> **EXERCISE**
Find "job: trace the outline of every instance of the blurred" in the material below, then copy that line and every subsequent line to the end, exactly.

-- START DATA ENTRIES --

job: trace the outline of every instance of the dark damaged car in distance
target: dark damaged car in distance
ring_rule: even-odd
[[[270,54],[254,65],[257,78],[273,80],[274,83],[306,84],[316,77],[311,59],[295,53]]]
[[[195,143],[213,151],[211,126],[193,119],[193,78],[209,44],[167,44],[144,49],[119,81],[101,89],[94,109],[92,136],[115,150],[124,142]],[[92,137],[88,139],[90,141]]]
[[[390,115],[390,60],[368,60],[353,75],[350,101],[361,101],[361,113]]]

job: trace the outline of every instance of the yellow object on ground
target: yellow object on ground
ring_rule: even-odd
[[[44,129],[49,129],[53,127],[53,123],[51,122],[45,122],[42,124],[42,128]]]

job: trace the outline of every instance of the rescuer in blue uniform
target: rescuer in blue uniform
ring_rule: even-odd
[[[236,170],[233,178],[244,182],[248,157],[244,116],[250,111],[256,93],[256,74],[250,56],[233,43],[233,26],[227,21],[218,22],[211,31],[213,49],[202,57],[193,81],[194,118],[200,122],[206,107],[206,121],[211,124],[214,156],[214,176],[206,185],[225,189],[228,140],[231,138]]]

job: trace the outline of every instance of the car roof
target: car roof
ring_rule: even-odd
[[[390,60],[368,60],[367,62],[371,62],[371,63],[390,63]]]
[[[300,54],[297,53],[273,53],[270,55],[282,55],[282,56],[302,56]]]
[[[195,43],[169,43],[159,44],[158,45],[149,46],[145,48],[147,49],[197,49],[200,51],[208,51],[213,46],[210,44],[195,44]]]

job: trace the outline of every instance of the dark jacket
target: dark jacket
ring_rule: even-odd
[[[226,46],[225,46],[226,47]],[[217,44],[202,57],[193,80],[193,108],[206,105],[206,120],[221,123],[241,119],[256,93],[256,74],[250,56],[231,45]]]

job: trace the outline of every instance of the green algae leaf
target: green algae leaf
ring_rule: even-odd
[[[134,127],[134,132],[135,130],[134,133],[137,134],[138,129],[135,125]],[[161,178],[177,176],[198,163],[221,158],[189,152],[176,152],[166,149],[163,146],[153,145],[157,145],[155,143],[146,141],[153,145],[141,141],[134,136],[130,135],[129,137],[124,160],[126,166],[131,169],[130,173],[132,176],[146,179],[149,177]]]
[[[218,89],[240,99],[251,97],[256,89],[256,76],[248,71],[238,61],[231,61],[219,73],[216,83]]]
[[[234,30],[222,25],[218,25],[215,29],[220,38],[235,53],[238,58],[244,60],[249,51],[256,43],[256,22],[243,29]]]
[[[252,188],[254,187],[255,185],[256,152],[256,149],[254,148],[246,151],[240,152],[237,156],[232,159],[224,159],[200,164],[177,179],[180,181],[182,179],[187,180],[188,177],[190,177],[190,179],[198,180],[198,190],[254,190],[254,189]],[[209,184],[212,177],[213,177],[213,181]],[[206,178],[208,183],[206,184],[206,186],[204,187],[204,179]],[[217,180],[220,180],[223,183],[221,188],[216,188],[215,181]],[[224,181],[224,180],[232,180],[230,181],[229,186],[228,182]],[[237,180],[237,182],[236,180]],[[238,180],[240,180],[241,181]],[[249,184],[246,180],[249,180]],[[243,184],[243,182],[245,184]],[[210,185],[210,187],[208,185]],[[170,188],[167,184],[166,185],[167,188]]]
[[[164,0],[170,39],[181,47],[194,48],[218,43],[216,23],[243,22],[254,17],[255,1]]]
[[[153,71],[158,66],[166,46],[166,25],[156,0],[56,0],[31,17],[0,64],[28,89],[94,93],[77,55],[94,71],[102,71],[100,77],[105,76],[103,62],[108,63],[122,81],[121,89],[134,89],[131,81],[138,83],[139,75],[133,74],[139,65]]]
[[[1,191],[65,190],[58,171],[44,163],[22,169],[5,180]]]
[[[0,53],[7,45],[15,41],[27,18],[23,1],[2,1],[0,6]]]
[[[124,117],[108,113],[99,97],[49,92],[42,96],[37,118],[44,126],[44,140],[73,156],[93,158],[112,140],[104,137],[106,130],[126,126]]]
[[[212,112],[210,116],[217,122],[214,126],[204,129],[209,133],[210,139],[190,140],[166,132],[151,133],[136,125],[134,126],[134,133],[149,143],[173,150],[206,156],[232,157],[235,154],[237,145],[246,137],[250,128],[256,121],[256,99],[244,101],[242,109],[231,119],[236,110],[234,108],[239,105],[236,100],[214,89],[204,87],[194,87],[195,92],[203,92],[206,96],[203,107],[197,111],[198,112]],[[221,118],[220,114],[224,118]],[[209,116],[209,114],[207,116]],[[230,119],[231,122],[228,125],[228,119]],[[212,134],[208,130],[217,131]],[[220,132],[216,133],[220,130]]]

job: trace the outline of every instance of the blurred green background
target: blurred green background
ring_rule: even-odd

-- END DATA ENTRIES --

> **WRITTEN RESPONSE**
job: trace the outline of every instance of the blurred green background
target: blurred green background
ring_rule: even-odd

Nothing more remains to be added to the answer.